Excerpted passage =>
____

> Creative makes some higher end cards which I noticed you didn't list.
> However, reviews say that they are horrible so I'm not surprised.
> Price doesn't always mean it's good!
Sound quality for music playback hasn't been important until recently in the consumer soundcard market. Creative developed a soundcard architecture (with DSP engine) and a huge amount of driver s/w to support 3D effects in gaming. Neither adds anything to high quality 2 channel playback. if fact, the less driver code that is involved, the better results will be. (X-FI is for gaming, E-MU is for pro audio.)
> But about good drivers--lol. I mean how do you know?! I guess it would be nice if there was some studio
> nearby that I go listen to lots of different sound equipment to really let me tell the difference.
Do your research before you buy. See below.
> But then, there really isn't much of a top end price...you can spend thousands!
> At what point is it good enough for me? I definitely like good sounding music but do I know it when I hear it?
So start with something cheap and see whether it works for you. Move up as it seems relevant to you.
Much of the discussion on internet forums is dominated by audiophiles who want to hear differences. You need to decide whether hearing differences is a good hobby or do you want to make some decisions and move on to other things. Like just listening to music without being neurotic.
I spent 20+ years writing real-time s/w including real-time kernels, network node s/w, Windows kernel modification and device drivers for audio, video and other devices. I wrote my first real-time s/w to record and playback audio around 1980. I don't have access to source code for the drivers for the soundcards I might buy but I can apply what I learned from my work. Some ideas:
- Decide what you want. If you want the best quality sound, go with a pro soundcard that has one or more sets of stereo output. If you want top quality gaming effects, you won't get the same driver quality or hardware quality for audio. If you want 5.1 channel output, buy a soundcard that supports it. If you don't need it, go for top quality stereo output instead.
- Read forums to see what experience other people have with drivers. E-Mu owners have lots of complaints. Juli@ And Lynx owners report fewer problems. If lots of people report problems with a company's drivers, it is strong sign that the software developers who wrote those drivers weren't very good.
- Look at reviews and the manufacturer's web site. Pro Audio reviews often have more quantative info than high end audio reviews.
- Is the company still active in designing in selling and supporting soundcards? If a company isn't bringing out new products or actively marketing existing products, they won't invest much in Vista compatible driver. Don't take the availability of Linux or mac drivers for granted either.
- Understand whether the kind of product you are interested in is new and perhaps buggy (some USB soundcards) or mature (most PCI soundcards.) I don't think that there will be many high-quality PCI soundcards developed from this point on.

____

Recorded data =>

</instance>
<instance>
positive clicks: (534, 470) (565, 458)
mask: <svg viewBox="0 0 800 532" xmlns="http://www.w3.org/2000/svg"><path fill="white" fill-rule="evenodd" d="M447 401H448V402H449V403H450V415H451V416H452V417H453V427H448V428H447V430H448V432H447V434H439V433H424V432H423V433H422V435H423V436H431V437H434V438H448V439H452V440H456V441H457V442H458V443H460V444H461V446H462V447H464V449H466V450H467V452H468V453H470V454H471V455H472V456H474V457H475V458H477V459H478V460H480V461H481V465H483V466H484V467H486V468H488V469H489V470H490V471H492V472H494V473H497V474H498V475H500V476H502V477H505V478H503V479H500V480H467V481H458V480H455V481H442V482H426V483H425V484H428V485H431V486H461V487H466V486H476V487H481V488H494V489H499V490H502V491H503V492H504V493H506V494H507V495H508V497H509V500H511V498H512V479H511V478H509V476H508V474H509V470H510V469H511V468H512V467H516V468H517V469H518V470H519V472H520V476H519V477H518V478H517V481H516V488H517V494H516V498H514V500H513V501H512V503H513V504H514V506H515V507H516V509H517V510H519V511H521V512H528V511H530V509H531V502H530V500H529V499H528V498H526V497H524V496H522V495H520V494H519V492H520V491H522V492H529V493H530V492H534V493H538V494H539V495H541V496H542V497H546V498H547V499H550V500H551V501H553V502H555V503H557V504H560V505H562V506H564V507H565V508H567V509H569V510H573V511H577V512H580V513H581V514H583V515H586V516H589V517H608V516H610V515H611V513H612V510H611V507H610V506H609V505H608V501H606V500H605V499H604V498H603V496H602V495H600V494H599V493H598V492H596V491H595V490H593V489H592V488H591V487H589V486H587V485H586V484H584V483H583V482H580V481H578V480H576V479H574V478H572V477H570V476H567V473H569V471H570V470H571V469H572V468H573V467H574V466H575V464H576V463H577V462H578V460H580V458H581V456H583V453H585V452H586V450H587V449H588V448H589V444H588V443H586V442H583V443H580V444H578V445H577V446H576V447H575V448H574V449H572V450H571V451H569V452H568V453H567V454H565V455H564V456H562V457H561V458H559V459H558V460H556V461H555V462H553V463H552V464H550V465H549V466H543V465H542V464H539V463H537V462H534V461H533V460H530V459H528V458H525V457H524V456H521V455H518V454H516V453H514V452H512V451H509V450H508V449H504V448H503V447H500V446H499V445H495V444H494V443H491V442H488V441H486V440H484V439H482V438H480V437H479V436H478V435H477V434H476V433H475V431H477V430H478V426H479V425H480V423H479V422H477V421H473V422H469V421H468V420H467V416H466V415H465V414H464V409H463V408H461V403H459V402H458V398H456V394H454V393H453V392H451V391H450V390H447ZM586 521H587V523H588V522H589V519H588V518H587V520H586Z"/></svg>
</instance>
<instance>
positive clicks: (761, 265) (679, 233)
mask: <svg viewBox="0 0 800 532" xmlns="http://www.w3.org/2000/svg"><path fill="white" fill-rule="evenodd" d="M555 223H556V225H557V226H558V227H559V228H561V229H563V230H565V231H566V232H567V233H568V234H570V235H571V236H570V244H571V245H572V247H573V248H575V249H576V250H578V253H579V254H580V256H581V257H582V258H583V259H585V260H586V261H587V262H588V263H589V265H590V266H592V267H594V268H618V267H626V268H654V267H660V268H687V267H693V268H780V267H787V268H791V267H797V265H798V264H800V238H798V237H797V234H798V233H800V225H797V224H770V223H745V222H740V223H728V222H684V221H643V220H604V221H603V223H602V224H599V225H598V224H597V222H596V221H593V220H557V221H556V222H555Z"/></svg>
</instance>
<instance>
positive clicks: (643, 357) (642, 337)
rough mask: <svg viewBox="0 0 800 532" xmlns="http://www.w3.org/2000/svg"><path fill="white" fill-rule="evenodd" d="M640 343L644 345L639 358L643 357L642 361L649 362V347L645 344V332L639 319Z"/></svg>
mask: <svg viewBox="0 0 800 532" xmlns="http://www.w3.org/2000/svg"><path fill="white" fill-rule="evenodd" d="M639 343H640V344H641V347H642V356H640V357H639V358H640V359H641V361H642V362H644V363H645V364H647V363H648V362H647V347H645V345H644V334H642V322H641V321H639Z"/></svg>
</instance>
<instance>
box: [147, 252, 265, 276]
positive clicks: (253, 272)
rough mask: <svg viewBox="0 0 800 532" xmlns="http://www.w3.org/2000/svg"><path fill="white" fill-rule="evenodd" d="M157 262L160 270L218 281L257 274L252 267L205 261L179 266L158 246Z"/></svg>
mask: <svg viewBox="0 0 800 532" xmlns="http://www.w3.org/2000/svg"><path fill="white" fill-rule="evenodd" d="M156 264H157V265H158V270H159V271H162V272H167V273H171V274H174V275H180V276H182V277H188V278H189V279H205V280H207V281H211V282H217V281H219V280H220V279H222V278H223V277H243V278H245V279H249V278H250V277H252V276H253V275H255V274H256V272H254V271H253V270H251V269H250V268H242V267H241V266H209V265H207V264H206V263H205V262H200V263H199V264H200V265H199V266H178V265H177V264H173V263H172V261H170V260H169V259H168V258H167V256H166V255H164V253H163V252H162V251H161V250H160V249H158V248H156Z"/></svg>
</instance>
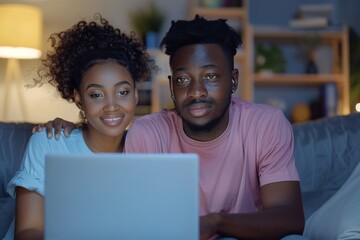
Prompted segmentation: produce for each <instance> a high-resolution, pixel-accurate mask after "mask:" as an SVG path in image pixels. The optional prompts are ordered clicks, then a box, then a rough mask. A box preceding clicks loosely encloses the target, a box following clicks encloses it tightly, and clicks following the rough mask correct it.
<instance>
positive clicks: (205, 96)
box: [188, 81, 207, 99]
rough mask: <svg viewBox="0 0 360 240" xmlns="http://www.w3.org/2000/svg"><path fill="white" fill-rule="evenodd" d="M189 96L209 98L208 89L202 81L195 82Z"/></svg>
mask: <svg viewBox="0 0 360 240" xmlns="http://www.w3.org/2000/svg"><path fill="white" fill-rule="evenodd" d="M188 95H189V96H190V97H192V98H195V99H199V98H204V97H206V96H207V89H206V86H205V85H204V83H202V82H201V81H193V82H192V83H191V84H190V88H189V92H188Z"/></svg>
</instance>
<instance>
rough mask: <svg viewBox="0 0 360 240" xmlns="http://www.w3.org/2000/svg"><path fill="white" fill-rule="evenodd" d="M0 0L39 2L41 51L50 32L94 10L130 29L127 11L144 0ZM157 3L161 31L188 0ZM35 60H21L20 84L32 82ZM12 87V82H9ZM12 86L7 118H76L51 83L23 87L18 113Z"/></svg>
mask: <svg viewBox="0 0 360 240" xmlns="http://www.w3.org/2000/svg"><path fill="white" fill-rule="evenodd" d="M124 2H125V1H120V0H106V1H103V0H61V1H53V0H10V1H5V0H0V4H2V3H23V4H30V5H35V6H38V7H39V8H40V9H42V11H43V14H44V33H43V45H44V47H43V50H44V51H43V53H45V52H46V50H47V49H48V48H49V46H50V45H49V42H47V38H48V37H49V36H50V34H51V33H53V32H58V31H61V30H64V29H67V28H69V27H70V26H72V25H74V24H75V23H76V22H78V21H79V20H81V19H91V17H92V16H93V15H94V13H101V14H102V16H103V17H105V18H107V19H108V20H109V21H110V22H111V23H112V24H113V25H115V26H117V27H119V28H120V29H121V30H122V31H124V32H126V33H129V32H130V31H131V29H132V27H131V24H130V22H129V13H130V12H133V11H134V10H136V9H139V8H142V7H143V6H144V5H145V3H146V2H150V1H144V0H131V1H126V3H124ZM154 2H155V3H156V5H157V6H158V7H159V8H160V9H161V10H162V11H164V12H165V13H166V20H165V22H164V25H163V31H162V34H164V31H165V30H166V29H168V28H169V26H170V22H171V21H170V20H171V19H183V18H185V17H186V16H187V15H186V14H187V7H188V5H187V4H188V1H187V0H182V1H168V0H154ZM6 62H7V61H6V59H1V58H0V121H1V120H4V119H3V108H4V95H5V94H4V76H5V69H6ZM38 63H39V61H37V60H21V61H20V66H21V70H22V73H21V75H22V81H23V82H22V85H26V84H29V83H32V79H33V78H34V77H35V76H36V69H37V64H38ZM12 88H14V86H12ZM14 90H15V89H12V91H11V92H10V94H11V99H10V112H9V118H8V120H9V121H18V122H21V121H30V122H45V121H48V120H50V119H53V118H55V117H61V118H64V119H67V120H70V121H77V119H78V110H77V108H76V107H75V106H74V104H70V103H68V102H66V101H64V100H63V99H61V98H60V97H59V95H58V94H57V92H56V90H55V89H54V88H53V87H52V86H43V87H41V88H30V89H26V88H25V87H24V88H23V89H22V92H23V94H24V97H25V99H26V101H25V105H26V111H27V113H28V117H24V116H23V115H22V113H21V109H20V103H19V101H18V99H17V98H16V96H17V95H16V92H15V91H14Z"/></svg>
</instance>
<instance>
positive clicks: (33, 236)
mask: <svg viewBox="0 0 360 240" xmlns="http://www.w3.org/2000/svg"><path fill="white" fill-rule="evenodd" d="M43 231H44V198H43V197H42V196H40V195H39V194H37V193H36V192H34V191H29V190H27V189H25V188H22V187H17V188H16V217H15V233H14V236H15V237H14V239H15V240H20V239H28V240H32V239H43V238H44V236H43Z"/></svg>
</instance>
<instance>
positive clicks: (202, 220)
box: [200, 181, 305, 239]
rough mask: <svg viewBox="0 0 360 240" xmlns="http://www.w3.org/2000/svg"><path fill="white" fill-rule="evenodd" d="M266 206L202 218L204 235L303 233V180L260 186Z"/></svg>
mask: <svg viewBox="0 0 360 240" xmlns="http://www.w3.org/2000/svg"><path fill="white" fill-rule="evenodd" d="M260 192H261V201H262V204H263V209H262V210H261V211H259V212H256V213H248V214H222V213H214V214H209V215H207V216H204V217H201V218H200V233H201V239H208V238H209V237H210V236H214V235H220V236H227V237H235V238H239V239H280V238H281V237H284V236H286V235H290V234H300V235H301V234H302V232H303V229H304V222H305V220H304V213H303V207H302V201H301V192H300V184H299V182H297V181H287V182H277V183H271V184H267V185H265V186H263V187H261V188H260Z"/></svg>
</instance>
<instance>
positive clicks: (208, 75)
mask: <svg viewBox="0 0 360 240" xmlns="http://www.w3.org/2000/svg"><path fill="white" fill-rule="evenodd" d="M216 78H217V76H216V75H215V74H207V75H206V76H205V77H204V79H205V80H206V81H214V80H215V79H216Z"/></svg>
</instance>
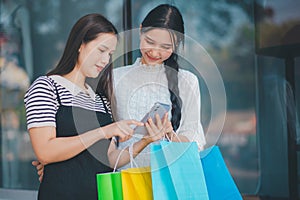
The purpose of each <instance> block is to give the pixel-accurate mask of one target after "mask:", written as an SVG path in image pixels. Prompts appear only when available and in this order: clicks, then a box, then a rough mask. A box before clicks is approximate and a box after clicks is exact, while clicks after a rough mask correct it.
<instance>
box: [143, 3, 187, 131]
mask: <svg viewBox="0 0 300 200" xmlns="http://www.w3.org/2000/svg"><path fill="white" fill-rule="evenodd" d="M153 28H164V29H166V30H168V31H169V32H170V35H171V37H172V40H173V43H174V45H173V46H174V47H173V53H172V55H171V56H170V57H169V58H168V59H167V60H165V61H164V65H165V72H166V76H167V80H168V87H169V92H170V100H171V102H172V110H171V113H172V118H171V123H172V126H173V128H174V130H177V129H178V127H179V125H180V120H181V105H182V100H181V98H180V96H179V89H178V69H179V65H178V62H177V59H178V55H177V54H176V52H177V49H178V46H179V44H180V43H184V22H183V18H182V15H181V13H180V12H179V10H178V8H176V7H175V6H172V5H169V4H161V5H159V6H157V7H155V8H154V9H153V10H151V11H150V12H149V13H148V14H147V16H146V17H145V19H144V21H143V22H142V29H141V32H142V33H143V32H147V31H149V30H151V29H153Z"/></svg>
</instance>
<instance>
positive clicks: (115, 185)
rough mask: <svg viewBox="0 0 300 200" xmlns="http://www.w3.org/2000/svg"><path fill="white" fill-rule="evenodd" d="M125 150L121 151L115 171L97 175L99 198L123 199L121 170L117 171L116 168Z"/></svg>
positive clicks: (97, 189) (115, 168)
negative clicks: (116, 170)
mask: <svg viewBox="0 0 300 200" xmlns="http://www.w3.org/2000/svg"><path fill="white" fill-rule="evenodd" d="M124 150H125V148H124V149H122V151H121V152H120V154H119V156H118V158H117V161H116V164H115V166H114V170H113V172H108V173H99V174H97V175H96V180H97V192H98V200H123V189H122V177H121V172H116V168H117V165H118V162H119V160H120V157H121V154H122V153H123V152H124Z"/></svg>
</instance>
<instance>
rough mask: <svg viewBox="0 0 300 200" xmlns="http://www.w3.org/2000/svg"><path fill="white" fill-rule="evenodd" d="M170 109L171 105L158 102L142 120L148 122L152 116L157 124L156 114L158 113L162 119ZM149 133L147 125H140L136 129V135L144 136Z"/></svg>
mask: <svg viewBox="0 0 300 200" xmlns="http://www.w3.org/2000/svg"><path fill="white" fill-rule="evenodd" d="M170 109H171V106H170V105H168V104H164V103H160V102H156V103H155V104H154V105H153V107H152V108H151V109H150V111H149V112H148V113H147V114H146V115H145V116H144V117H143V119H142V120H141V122H143V123H146V122H147V120H148V119H149V118H152V120H153V122H154V123H155V124H156V118H155V115H156V114H158V115H159V117H160V119H162V118H163V116H164V114H165V113H167V112H169V110H170ZM147 133H148V131H147V129H146V127H145V126H138V127H136V128H135V129H134V135H135V136H137V137H139V136H144V135H146V134H147Z"/></svg>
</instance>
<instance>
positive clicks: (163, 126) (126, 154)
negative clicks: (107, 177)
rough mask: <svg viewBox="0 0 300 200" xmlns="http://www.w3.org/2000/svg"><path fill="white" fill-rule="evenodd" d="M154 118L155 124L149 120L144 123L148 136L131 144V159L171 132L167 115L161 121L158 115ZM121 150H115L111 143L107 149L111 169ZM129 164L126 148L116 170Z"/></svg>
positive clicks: (127, 153) (129, 156) (114, 145)
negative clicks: (131, 150) (134, 142)
mask: <svg viewBox="0 0 300 200" xmlns="http://www.w3.org/2000/svg"><path fill="white" fill-rule="evenodd" d="M155 117H156V124H154V123H153V120H152V119H151V118H150V119H149V120H148V121H147V123H145V126H146V129H147V131H148V135H145V136H144V137H143V138H142V139H140V140H139V141H137V142H135V143H134V144H133V148H132V149H133V152H132V153H133V157H136V156H137V155H138V154H139V153H140V152H142V150H143V149H144V148H145V147H146V146H148V145H149V144H151V143H152V142H154V141H158V140H160V139H161V138H162V137H163V136H164V135H165V134H166V133H168V132H170V131H171V130H173V127H172V124H171V122H170V121H169V120H168V113H166V114H165V115H164V117H163V119H162V120H160V117H159V116H158V115H156V116H155ZM121 151H122V150H121V149H117V148H116V145H115V143H114V142H113V141H112V143H111V145H110V147H109V149H108V159H109V162H110V166H111V168H113V167H114V166H115V163H116V162H117V159H118V157H119V154H120V153H121ZM129 162H130V155H129V147H126V149H125V151H124V152H123V153H122V155H121V157H120V160H119V161H118V163H117V168H119V167H122V166H124V165H126V164H127V163H129Z"/></svg>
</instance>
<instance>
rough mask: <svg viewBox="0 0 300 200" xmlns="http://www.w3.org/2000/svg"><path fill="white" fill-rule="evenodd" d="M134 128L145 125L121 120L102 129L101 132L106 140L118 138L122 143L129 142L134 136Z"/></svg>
mask: <svg viewBox="0 0 300 200" xmlns="http://www.w3.org/2000/svg"><path fill="white" fill-rule="evenodd" d="M132 125H134V126H144V123H142V122H139V121H136V120H121V121H117V122H114V123H112V124H109V125H107V126H104V127H102V128H100V132H101V133H102V134H103V135H104V136H105V138H106V139H108V138H112V137H113V136H118V137H119V141H120V142H124V141H126V140H129V139H130V138H131V137H132V135H133V132H134V130H133V128H132Z"/></svg>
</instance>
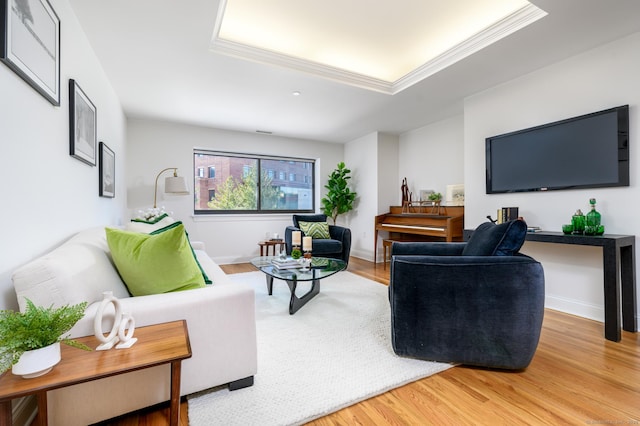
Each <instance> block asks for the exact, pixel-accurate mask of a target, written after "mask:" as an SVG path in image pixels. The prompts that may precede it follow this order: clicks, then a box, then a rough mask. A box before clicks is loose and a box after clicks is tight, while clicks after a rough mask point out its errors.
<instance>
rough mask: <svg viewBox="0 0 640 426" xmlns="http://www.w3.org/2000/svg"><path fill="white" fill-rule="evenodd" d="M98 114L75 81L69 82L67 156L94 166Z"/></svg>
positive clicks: (96, 133) (95, 150)
mask: <svg viewBox="0 0 640 426" xmlns="http://www.w3.org/2000/svg"><path fill="white" fill-rule="evenodd" d="M97 119H98V114H97V111H96V107H95V105H93V102H91V99H89V97H88V96H87V95H86V94H85V93H84V92H83V91H82V89H81V88H80V86H79V85H78V83H76V81H75V80H69V154H70V155H71V156H73V157H75V158H77V159H78V160H80V161H84V162H85V163H87V164H90V165H92V166H95V165H96V145H97V139H98V131H97V129H98V125H97Z"/></svg>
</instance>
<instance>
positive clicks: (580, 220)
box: [571, 209, 585, 235]
mask: <svg viewBox="0 0 640 426" xmlns="http://www.w3.org/2000/svg"><path fill="white" fill-rule="evenodd" d="M571 224H572V225H573V234H576V235H582V234H584V224H585V217H584V214H582V210H580V209H578V210H577V211H576V213H575V214H574V215H573V216H572V217H571Z"/></svg>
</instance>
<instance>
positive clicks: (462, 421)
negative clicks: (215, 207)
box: [105, 258, 640, 426]
mask: <svg viewBox="0 0 640 426" xmlns="http://www.w3.org/2000/svg"><path fill="white" fill-rule="evenodd" d="M223 269H224V270H225V272H227V273H239V272H247V271H252V270H254V269H253V267H252V266H251V265H248V264H241V265H225V266H223ZM348 270H349V271H350V272H353V273H356V274H358V275H362V276H364V277H366V278H369V279H371V280H375V281H378V282H380V283H382V284H388V282H389V270H388V268H387V270H383V265H382V264H373V263H371V262H367V261H363V260H360V259H355V258H352V259H351V261H350V262H349V269H348ZM312 305H313V302H311V303H310V304H309V305H308V306H307V307H306V309H312V308H313V307H312ZM167 415H168V410H167V409H166V408H157V409H153V410H147V411H144V412H141V413H136V414H132V415H129V416H126V417H123V418H121V419H118V420H116V421H112V422H108V423H105V424H110V425H118V426H152V425H153V426H160V425H166V424H168V422H167ZM310 424H311V425H313V426H338V425H495V424H504V425H521V424H534V425H542V424H548V425H565V424H575V425H595V424H601V425H611V424H617V425H630V424H638V425H640V333H629V332H624V331H623V333H622V341H621V342H618V343H614V342H610V341H608V340H605V339H604V337H603V325H602V323H599V322H596V321H591V320H587V319H584V318H580V317H576V316H572V315H567V314H564V313H560V312H556V311H552V310H546V311H545V318H544V323H543V327H542V335H541V338H540V344H539V346H538V350H537V352H536V355H535V357H534V359H533V361H532V363H531V365H530V366H529V367H528V368H527V369H526V370H524V371H520V372H506V371H495V370H487V369H481V368H469V367H455V368H452V369H449V370H447V371H445V372H442V373H440V374H436V375H434V376H431V377H427V378H425V379H422V380H419V381H417V382H414V383H411V384H408V385H406V386H403V387H401V388H398V389H395V390H392V391H390V392H387V393H385V394H382V395H379V396H377V397H374V398H371V399H368V400H366V401H363V402H361V403H359V404H356V405H353V406H351V407H348V408H345V409H343V410H341V411H338V412H336V413H333V414H330V415H328V416H326V417H323V418H321V419H318V420H316V421H314V422H312V423H310ZM181 425H183V426H187V425H188V413H187V405H186V403H183V404H182V416H181Z"/></svg>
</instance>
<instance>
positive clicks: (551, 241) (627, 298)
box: [465, 230, 638, 342]
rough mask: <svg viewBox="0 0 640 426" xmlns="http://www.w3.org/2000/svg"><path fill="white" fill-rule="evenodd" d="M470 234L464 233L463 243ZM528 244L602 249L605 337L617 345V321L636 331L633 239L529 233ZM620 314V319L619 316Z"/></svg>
mask: <svg viewBox="0 0 640 426" xmlns="http://www.w3.org/2000/svg"><path fill="white" fill-rule="evenodd" d="M472 233H473V230H465V240H466V239H468V238H469V237H470V236H471V234H472ZM527 241H535V242H540V243H554V244H574V245H582V246H596V247H602V266H603V278H604V336H605V338H606V339H608V340H612V341H614V342H619V341H620V339H621V332H620V317H621V316H622V328H623V329H624V330H625V331H632V332H636V331H638V324H637V321H636V317H635V313H636V255H635V244H636V237H635V235H615V234H605V235H566V234H563V233H562V232H530V233H528V234H527ZM621 312H622V315H621Z"/></svg>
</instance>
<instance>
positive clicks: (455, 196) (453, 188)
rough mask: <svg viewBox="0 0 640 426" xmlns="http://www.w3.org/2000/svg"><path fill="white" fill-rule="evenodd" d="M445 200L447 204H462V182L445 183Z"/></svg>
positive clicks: (462, 201) (463, 184)
mask: <svg viewBox="0 0 640 426" xmlns="http://www.w3.org/2000/svg"><path fill="white" fill-rule="evenodd" d="M445 200H446V204H447V205H448V206H464V184H458V185H447V195H446V198H445Z"/></svg>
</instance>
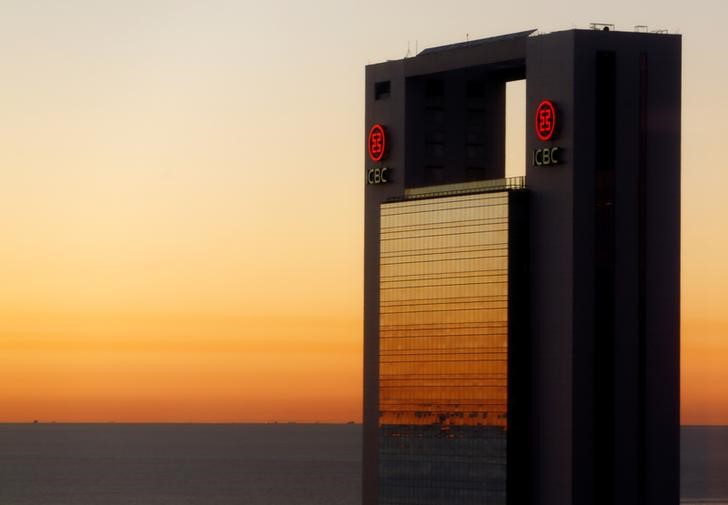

____

Tasks for this exercise =>
1 > In the soundcard post, give the opening sentence of each tip marked with a dash.
2 > Print the stretch of the soundcard post from "- Understand whether" through "this point on.".
3 > Carry on the soundcard post from its last sentence.
The lines here have no connection to the soundcard post.

Exercise answers =>
1 >
- Decide what you want.
- Read forums to see what experience other people have with drivers.
- Look at reviews and the manufacturer's web site.
- Is the company still active in designing in selling and supporting soundcards?
- Understand whether the kind of product you are interested in is new and perhaps buggy (some USB soundcards) or mature (most PCI soundcards.)

2 >
- Understand whether the kind of product you are interested in is new and perhaps buggy (some USB soundcards) or mature (most PCI soundcards.) I don't think that there will be many high-quality PCI soundcards developed from this point on.

3 >
Almost all USB soundcards use a technically inferior approach that does not let the soundcard control data flow. This makes it harder to implement a very low jitter clock. Microsoft generic USB audio class driver doesn't implement the right transfer mode so no chip manufacturer has implemented the right kind of USB receiver chip for audio. This doesn't mean that USB soundcards can't be good but they could be better AND cheaper if they could use the right USB transfer protocol. Maybe in a few years.
- Avoid Vista for now. Microsoft changed the driver architecture rather late in the development cycle. Soundcard manufacturers haven't caught up. It's not their fault.
- Once you buy something, see whether it has good instructions on installation. Does the installation go smoothly? Once it is installed, does it coexist with the onboard audio on the motherboard? Do you hear glitches in the sound? Any new crashes? Is it straightfoward to use the soundcard in practice? If you read carefully, you can often get this info from reading audio forum messages.
If it feels like crap when you start to use it, it may be crap all the way through.
> What would be some frequency differences between a cheapie card and those hundreds of dollars cards?
> Better high ends?
> Tighter bass? Less muffling?
No real difference in frequency response. There can be real differences in sound from conventional distortion and jitter. I don't think that the conventional high-end vocabulary does much to distinguish fact from fantasy.
These days, most packaged PCs and motherboards include some onboard sound. This can range from quite crappy to fairly decent. (AC97 = worse, HDAudio = better.) You might start by listening to output from your motherboard audio and getting familiar with its sound. Once you understand how that works for you, consider getting a PCI or USB soundcard ($150 to $ 900) or an outboard DAC ($ 600 to $ 1300.)
If your onboard audio is AC97 based, I'd get a soundcard pretty quickly and before I got a DAC.
> And how audio is usually described in it's KHz rating, does that simply mean what
> the highest frequency is that can be recorded in the audio data?
Highest sample rate for recording for audio input (ADC.) Highest sample rate that can be played back for audio output (DAC.) Since most material is CD derived, any sample above 44.1 KHz may not produce a direct improvement.
> Are humans even able to hear up to 44 KHz? I didn't think so.
44.1 KHz is the sample rate. The highest frequency that can be sensed and recorded is (sample rate / 2). 22.05 KHz is a bit above the nominal range of human hearing.
Audio CDs all have material with a 44.1 KHz sample rate.
> Why would 48 KHz be better/more important and why would cards convert it to that?
Cards that convert everything to 48 KHz aren't better; they are worse. That restriction used to allow a cheaper implementation.
Cards they can adjust their clock to fit a variety of sample rates are better. The best implementations provide separate clock circuits or crystals for the important sample rates. Or a high quality circuit to synthesize a number of clock frequencies.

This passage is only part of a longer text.